WORK ORDER. Below are some records. Return exactly the lines from the one with "Each instance of the horse's muzzle" to the one with "Each instance of the horse's hind", and nothing else.

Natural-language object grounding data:

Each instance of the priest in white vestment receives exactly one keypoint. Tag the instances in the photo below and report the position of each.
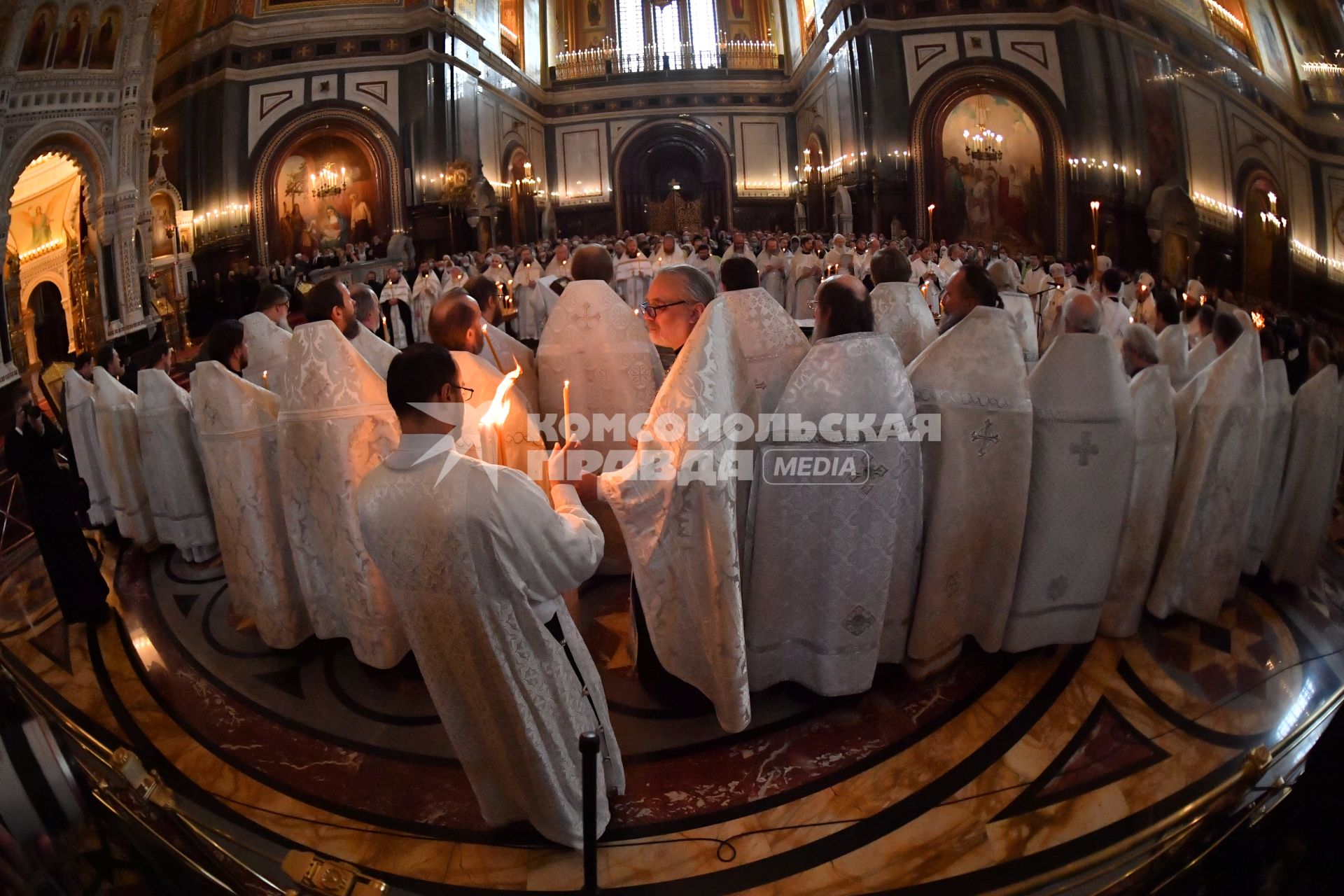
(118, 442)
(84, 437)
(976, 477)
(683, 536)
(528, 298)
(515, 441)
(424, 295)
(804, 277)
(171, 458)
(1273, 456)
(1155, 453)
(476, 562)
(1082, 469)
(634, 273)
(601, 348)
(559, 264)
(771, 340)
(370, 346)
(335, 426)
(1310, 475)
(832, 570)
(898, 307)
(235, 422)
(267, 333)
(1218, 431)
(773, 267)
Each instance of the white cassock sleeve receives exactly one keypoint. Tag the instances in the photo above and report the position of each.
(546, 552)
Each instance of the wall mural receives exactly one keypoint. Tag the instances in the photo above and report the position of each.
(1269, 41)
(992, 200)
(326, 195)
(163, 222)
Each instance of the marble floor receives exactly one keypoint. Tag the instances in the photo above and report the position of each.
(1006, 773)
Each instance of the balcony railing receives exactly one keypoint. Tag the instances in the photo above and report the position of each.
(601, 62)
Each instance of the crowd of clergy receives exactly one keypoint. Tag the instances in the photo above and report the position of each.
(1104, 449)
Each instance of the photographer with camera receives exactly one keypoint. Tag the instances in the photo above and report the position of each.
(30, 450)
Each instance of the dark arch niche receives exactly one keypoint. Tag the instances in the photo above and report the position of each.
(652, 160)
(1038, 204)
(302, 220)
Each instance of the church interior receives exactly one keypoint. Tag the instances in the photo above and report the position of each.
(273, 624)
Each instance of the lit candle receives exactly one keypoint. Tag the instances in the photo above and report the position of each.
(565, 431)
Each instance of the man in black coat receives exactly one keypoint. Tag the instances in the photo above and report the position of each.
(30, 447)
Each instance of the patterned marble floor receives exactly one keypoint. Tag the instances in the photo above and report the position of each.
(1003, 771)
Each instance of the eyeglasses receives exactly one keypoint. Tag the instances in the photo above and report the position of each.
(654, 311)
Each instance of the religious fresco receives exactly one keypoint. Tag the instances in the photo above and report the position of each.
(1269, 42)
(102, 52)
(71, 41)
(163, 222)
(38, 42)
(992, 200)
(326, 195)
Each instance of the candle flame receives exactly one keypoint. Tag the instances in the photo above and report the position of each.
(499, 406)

* * *

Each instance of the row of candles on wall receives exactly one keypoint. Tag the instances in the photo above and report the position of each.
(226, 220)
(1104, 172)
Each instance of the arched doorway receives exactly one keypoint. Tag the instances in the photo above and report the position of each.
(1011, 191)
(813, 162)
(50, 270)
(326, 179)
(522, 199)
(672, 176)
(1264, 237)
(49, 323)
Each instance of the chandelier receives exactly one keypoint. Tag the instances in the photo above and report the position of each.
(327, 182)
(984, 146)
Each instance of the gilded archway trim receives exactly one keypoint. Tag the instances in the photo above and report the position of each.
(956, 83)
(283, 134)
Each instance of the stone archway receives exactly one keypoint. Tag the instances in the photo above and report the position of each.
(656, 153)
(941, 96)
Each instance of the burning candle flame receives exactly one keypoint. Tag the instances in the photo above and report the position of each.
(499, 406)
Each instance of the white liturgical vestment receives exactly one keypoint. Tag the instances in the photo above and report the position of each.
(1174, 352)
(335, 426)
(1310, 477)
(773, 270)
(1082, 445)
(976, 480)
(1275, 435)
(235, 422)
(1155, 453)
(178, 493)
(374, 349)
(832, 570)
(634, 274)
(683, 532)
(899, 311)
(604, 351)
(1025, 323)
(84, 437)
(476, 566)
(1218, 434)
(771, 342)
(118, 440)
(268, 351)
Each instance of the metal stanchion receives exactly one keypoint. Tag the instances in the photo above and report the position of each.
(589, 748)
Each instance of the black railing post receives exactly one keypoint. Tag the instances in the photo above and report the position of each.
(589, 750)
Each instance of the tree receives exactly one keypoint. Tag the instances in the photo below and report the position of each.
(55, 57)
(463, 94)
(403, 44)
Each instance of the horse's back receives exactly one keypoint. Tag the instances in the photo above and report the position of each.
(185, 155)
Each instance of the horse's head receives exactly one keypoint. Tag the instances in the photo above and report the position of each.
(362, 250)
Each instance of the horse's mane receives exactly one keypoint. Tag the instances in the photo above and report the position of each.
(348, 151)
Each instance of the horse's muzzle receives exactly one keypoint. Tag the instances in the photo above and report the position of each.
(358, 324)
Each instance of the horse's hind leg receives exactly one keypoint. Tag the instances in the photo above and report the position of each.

PROBLEM SOLUTION.
Each instance of the horse's muzzle receives exactly one keypoint. Tag the instances in the photo above and report the position of each.
(358, 324)
Each instance of the horse's hind leg receives exactly one keypoint. Tag the instances in the photo above and report the position of each.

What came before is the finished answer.